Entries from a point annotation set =
——

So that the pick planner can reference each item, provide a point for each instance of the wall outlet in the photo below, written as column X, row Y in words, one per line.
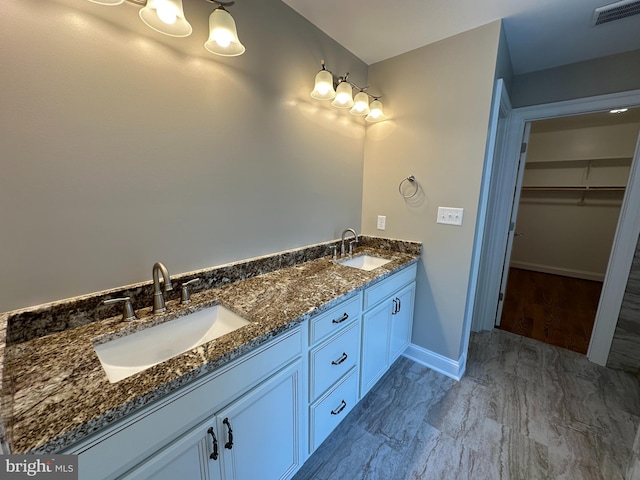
column 450, row 215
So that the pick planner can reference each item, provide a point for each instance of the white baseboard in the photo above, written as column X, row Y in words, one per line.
column 565, row 272
column 451, row 368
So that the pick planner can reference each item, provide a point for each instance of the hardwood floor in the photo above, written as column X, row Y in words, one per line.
column 551, row 308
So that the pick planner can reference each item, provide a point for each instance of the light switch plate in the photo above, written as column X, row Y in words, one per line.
column 450, row 215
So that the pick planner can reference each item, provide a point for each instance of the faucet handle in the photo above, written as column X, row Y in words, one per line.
column 185, row 297
column 128, row 314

——

WRITTEN TASK = Copy out every row above word for word, leaving out the pictures.

ANSWER TO THIS TASK =
So that the pick planner can reference each item, provide a point for each instance of the wall outlet in the photo below, written as column X, row Y in words, one per line.
column 450, row 215
So that the pick planner can reference each item, provide a point for each instance of the white baseboard in the photo above, written as column X, row Y in words, one per line.
column 565, row 272
column 451, row 368
So that the pick planner can reference each item, provide a point for each instance of the hardwood floor in the photo above, written as column X, row Y in words, one per line.
column 551, row 308
So that the pick planner can reference each item, provide a point for each instance of the light switch plate in the photo above, written as column X, row Y in words, one per line.
column 450, row 215
So that the pick planner can reference each item, provide a point for each instance of the faucet handle in the photo above, written as column X, row Y in words, one per line.
column 185, row 297
column 128, row 314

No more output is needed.